What you should do: Rewrite everything in the listing from the line containing "Now, locate the sunlit" down to the line containing "left=460, top=234, right=495, bottom=240", both included, as a JSON list of strings with one string per line and blank lines left out.

Dataset:
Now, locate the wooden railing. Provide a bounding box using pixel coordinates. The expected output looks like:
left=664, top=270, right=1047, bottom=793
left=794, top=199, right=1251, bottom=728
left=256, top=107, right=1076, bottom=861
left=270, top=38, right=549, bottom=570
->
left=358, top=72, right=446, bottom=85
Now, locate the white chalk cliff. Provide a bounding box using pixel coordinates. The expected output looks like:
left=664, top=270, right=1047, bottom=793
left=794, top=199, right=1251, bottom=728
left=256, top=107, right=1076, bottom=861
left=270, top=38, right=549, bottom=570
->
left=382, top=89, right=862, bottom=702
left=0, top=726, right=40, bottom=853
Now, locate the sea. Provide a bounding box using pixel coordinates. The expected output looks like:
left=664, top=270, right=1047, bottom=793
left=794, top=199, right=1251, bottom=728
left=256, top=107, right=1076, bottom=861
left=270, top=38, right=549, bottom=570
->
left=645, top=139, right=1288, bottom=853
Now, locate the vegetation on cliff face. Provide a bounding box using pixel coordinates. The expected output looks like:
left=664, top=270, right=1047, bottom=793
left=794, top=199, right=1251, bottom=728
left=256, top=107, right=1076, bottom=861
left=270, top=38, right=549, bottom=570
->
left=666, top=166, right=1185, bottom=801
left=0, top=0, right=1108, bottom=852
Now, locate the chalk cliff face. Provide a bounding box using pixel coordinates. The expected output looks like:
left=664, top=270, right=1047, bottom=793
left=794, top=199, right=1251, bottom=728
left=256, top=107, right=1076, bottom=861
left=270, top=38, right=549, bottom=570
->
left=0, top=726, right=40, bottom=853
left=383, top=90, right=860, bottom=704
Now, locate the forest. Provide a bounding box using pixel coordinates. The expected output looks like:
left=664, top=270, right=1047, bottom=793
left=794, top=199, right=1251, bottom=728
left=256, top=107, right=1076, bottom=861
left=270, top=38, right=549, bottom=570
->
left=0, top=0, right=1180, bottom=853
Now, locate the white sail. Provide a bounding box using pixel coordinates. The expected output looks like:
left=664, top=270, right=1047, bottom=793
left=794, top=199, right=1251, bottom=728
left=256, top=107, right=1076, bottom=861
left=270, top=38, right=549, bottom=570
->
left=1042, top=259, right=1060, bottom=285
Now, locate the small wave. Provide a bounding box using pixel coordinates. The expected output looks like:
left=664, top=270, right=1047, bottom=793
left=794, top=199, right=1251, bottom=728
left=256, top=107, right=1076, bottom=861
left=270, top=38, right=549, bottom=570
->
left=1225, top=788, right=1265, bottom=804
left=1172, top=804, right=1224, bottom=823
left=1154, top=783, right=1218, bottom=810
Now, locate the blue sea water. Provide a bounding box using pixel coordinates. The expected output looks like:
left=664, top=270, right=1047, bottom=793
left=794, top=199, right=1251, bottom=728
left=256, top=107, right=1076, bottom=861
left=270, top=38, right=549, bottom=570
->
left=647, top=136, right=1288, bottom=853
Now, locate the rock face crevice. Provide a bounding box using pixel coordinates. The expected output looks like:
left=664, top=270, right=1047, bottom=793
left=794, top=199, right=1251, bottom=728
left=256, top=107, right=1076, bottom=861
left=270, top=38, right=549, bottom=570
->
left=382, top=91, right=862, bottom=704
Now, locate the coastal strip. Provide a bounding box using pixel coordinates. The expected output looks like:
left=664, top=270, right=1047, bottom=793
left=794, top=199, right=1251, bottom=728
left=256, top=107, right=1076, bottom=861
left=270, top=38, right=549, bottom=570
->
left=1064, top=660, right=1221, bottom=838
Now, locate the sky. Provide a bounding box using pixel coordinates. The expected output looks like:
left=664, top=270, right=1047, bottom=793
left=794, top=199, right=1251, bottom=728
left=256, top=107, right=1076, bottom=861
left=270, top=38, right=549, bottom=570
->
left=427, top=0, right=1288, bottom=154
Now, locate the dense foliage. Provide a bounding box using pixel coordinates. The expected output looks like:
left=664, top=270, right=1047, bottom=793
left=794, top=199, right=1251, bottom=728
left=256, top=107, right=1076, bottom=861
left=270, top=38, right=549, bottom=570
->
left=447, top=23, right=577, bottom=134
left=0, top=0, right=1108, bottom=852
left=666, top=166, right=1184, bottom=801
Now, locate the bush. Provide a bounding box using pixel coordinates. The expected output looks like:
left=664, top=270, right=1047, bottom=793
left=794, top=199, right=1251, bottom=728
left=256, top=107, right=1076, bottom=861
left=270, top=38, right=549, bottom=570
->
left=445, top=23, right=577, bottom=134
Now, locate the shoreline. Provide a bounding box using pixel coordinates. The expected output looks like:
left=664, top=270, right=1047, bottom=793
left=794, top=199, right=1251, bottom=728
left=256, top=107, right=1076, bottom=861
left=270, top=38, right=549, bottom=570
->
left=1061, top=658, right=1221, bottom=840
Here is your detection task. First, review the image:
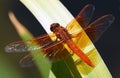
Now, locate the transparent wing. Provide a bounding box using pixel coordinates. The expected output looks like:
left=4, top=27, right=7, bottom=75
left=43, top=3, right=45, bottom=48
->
left=19, top=41, right=69, bottom=67
left=5, top=35, right=54, bottom=53
left=66, top=4, right=95, bottom=30
left=84, top=14, right=115, bottom=42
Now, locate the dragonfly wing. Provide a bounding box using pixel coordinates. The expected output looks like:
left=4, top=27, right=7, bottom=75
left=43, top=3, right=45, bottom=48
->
left=5, top=35, right=54, bottom=53
left=19, top=41, right=69, bottom=67
left=66, top=4, right=95, bottom=30
left=84, top=14, right=115, bottom=42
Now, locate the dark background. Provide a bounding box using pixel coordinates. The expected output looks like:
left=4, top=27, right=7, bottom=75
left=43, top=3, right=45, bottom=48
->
left=0, top=0, right=120, bottom=78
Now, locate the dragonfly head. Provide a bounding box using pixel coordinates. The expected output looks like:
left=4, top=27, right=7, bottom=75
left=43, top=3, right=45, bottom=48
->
left=50, top=23, right=60, bottom=32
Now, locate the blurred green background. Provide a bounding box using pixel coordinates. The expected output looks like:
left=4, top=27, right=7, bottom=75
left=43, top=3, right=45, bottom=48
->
left=0, top=0, right=40, bottom=78
left=0, top=0, right=120, bottom=78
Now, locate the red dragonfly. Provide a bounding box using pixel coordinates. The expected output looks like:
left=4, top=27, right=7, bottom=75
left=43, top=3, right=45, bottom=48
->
left=5, top=4, right=114, bottom=67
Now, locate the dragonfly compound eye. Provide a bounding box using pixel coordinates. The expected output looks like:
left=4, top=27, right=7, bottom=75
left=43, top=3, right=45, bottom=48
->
left=50, top=23, right=60, bottom=31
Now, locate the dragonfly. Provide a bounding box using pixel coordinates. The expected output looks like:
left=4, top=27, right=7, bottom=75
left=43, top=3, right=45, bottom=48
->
left=5, top=4, right=115, bottom=67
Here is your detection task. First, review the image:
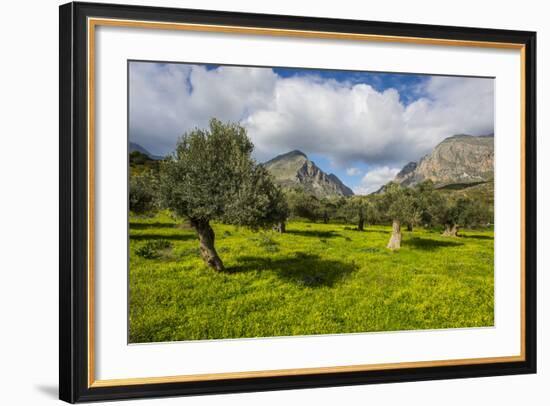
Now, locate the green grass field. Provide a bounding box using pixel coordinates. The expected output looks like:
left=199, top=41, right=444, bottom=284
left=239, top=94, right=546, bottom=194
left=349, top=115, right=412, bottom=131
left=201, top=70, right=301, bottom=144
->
left=129, top=214, right=494, bottom=343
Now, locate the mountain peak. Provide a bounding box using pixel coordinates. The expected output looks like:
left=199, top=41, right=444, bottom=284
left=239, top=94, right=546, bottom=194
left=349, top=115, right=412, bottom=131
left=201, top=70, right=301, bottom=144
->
left=263, top=150, right=353, bottom=198
left=395, top=134, right=494, bottom=186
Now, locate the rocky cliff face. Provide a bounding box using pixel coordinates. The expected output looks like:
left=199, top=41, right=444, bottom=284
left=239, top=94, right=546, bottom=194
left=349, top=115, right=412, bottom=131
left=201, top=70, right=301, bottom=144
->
left=395, top=135, right=495, bottom=186
left=264, top=151, right=353, bottom=198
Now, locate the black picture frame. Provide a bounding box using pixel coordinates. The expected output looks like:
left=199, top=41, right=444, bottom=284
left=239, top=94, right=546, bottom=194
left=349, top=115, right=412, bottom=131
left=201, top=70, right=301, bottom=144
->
left=59, top=2, right=537, bottom=403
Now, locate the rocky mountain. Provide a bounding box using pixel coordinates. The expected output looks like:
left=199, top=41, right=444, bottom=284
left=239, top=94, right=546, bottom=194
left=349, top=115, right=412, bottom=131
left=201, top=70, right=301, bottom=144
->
left=394, top=134, right=495, bottom=187
left=264, top=150, right=353, bottom=198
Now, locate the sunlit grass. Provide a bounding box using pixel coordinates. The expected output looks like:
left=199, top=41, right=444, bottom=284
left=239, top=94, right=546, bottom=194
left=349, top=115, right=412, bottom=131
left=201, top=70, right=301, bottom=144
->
left=130, top=213, right=494, bottom=343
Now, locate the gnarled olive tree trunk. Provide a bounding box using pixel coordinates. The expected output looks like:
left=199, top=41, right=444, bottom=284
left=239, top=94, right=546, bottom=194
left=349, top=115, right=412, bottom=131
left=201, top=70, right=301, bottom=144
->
left=191, top=220, right=225, bottom=272
left=388, top=220, right=401, bottom=250
left=357, top=207, right=365, bottom=231
left=273, top=221, right=286, bottom=233
left=443, top=224, right=458, bottom=237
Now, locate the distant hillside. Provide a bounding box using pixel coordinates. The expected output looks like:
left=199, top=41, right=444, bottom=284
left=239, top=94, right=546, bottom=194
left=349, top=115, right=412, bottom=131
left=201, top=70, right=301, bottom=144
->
left=129, top=142, right=164, bottom=160
left=394, top=134, right=495, bottom=187
left=264, top=150, right=353, bottom=198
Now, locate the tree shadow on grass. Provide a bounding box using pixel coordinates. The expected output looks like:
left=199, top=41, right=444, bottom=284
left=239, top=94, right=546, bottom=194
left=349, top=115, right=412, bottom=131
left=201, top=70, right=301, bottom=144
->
left=130, top=222, right=176, bottom=230
left=227, top=252, right=357, bottom=288
left=403, top=237, right=464, bottom=251
left=286, top=230, right=341, bottom=238
left=130, top=233, right=197, bottom=241
left=460, top=234, right=495, bottom=240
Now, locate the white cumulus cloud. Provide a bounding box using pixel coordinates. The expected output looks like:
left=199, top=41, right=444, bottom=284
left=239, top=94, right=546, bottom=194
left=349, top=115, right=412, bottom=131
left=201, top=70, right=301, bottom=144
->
left=353, top=166, right=400, bottom=195
left=129, top=62, right=494, bottom=169
left=346, top=168, right=362, bottom=176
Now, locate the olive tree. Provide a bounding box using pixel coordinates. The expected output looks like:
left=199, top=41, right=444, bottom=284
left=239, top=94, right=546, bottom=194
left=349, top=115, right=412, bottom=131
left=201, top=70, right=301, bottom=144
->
left=381, top=182, right=420, bottom=250
left=160, top=119, right=288, bottom=271
left=342, top=196, right=378, bottom=231
left=440, top=196, right=492, bottom=237
left=128, top=170, right=159, bottom=214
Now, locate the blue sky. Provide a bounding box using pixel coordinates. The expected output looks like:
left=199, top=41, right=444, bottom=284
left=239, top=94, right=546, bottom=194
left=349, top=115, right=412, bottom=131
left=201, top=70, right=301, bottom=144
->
left=129, top=61, right=494, bottom=194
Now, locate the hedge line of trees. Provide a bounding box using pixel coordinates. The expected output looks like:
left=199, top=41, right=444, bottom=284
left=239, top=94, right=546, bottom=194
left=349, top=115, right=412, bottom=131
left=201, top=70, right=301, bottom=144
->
left=129, top=119, right=493, bottom=271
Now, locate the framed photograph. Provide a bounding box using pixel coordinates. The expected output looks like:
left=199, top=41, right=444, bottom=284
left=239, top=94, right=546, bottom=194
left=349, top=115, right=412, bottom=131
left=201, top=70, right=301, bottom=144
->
left=60, top=3, right=536, bottom=402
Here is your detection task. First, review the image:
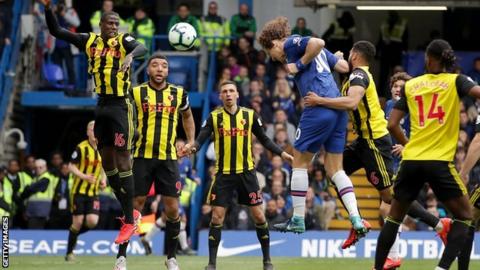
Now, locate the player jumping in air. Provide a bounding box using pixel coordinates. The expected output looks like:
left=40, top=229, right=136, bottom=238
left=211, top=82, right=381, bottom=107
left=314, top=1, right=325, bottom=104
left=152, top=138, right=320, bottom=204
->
left=258, top=17, right=369, bottom=237
left=41, top=0, right=147, bottom=266
left=374, top=39, right=480, bottom=270
left=305, top=41, right=450, bottom=269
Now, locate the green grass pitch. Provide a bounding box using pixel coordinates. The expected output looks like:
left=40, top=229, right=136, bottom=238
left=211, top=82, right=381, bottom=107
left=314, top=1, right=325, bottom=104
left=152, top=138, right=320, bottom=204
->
left=9, top=256, right=480, bottom=270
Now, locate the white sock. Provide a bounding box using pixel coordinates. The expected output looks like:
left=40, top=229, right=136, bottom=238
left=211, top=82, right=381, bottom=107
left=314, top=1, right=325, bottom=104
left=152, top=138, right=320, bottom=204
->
left=145, top=224, right=160, bottom=242
left=290, top=168, right=308, bottom=218
left=332, top=170, right=360, bottom=216
left=388, top=226, right=402, bottom=260
left=178, top=222, right=188, bottom=250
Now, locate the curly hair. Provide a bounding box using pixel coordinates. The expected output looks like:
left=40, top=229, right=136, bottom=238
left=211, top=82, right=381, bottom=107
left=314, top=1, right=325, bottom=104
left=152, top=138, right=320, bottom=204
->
left=258, top=17, right=291, bottom=50
left=390, top=72, right=412, bottom=88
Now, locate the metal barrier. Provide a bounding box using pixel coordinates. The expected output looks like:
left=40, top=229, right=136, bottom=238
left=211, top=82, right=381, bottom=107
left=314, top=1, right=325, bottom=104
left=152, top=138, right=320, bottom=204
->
left=0, top=1, right=28, bottom=128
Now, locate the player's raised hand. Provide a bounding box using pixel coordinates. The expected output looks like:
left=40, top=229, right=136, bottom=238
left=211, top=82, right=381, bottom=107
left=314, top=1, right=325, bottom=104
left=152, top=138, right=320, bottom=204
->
left=303, top=91, right=322, bottom=107
left=281, top=151, right=293, bottom=164
left=120, top=54, right=133, bottom=72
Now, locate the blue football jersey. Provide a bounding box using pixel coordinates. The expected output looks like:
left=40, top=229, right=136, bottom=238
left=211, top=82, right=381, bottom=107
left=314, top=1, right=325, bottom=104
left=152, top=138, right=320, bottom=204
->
left=283, top=35, right=340, bottom=98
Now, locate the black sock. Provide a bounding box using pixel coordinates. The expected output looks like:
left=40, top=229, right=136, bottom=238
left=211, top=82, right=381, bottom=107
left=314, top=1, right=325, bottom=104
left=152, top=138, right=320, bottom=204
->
left=438, top=220, right=471, bottom=269
left=375, top=217, right=401, bottom=270
left=67, top=227, right=79, bottom=255
left=458, top=224, right=475, bottom=270
left=118, top=170, right=135, bottom=224
left=255, top=222, right=270, bottom=262
left=208, top=223, right=223, bottom=265
left=117, top=241, right=130, bottom=259
left=407, top=201, right=440, bottom=229
left=165, top=217, right=180, bottom=259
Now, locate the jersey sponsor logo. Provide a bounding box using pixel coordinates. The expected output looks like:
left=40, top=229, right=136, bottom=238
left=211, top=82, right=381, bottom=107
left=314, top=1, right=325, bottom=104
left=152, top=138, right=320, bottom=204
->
left=90, top=47, right=122, bottom=58
left=218, top=240, right=286, bottom=257
left=142, top=102, right=177, bottom=114
left=348, top=72, right=364, bottom=81
left=114, top=132, right=125, bottom=147
left=292, top=37, right=302, bottom=46
left=218, top=128, right=248, bottom=137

Full answer:
[
  "Now, locate the sunlit grass. Provide a bounding box using pixel coordinates. The expected output looks like:",
  "left=199, top=41, right=444, bottom=284",
  "left=239, top=94, right=546, bottom=194",
  "left=349, top=115, right=412, bottom=131",
  "left=201, top=70, right=301, bottom=144",
  "->",
  "left=130, top=213, right=494, bottom=343",
  "Now, locate the gnarled olive tree trunk. Provide a bounding box using pixel coordinates. The expected output looks like:",
  "left=199, top=41, right=444, bottom=284",
  "left=239, top=94, right=546, bottom=194",
  "left=349, top=115, right=412, bottom=131",
  "left=201, top=70, right=301, bottom=144",
  "->",
  "left=191, top=220, right=225, bottom=272",
  "left=388, top=220, right=401, bottom=250",
  "left=357, top=207, right=365, bottom=231",
  "left=273, top=221, right=286, bottom=233",
  "left=443, top=224, right=458, bottom=237",
  "Now, locate the distant hillside. Provide a bounding box using pixel coordinates. The expected output looks like:",
  "left=199, top=41, right=444, bottom=284",
  "left=239, top=94, right=546, bottom=194",
  "left=349, top=115, right=412, bottom=131",
  "left=201, top=70, right=301, bottom=144",
  "->",
  "left=129, top=142, right=164, bottom=160",
  "left=394, top=134, right=495, bottom=187",
  "left=264, top=150, right=353, bottom=198",
  "Now, locate the tree shadow on grass. Provide a bounding box using pixel coordinates. The expected output looks like:",
  "left=199, top=41, right=444, bottom=284",
  "left=239, top=94, right=546, bottom=194",
  "left=349, top=115, right=412, bottom=131",
  "left=201, top=70, right=301, bottom=144",
  "->",
  "left=130, top=222, right=176, bottom=230",
  "left=227, top=252, right=357, bottom=288",
  "left=403, top=237, right=464, bottom=251",
  "left=286, top=230, right=341, bottom=238",
  "left=130, top=233, right=197, bottom=241",
  "left=460, top=234, right=495, bottom=240"
]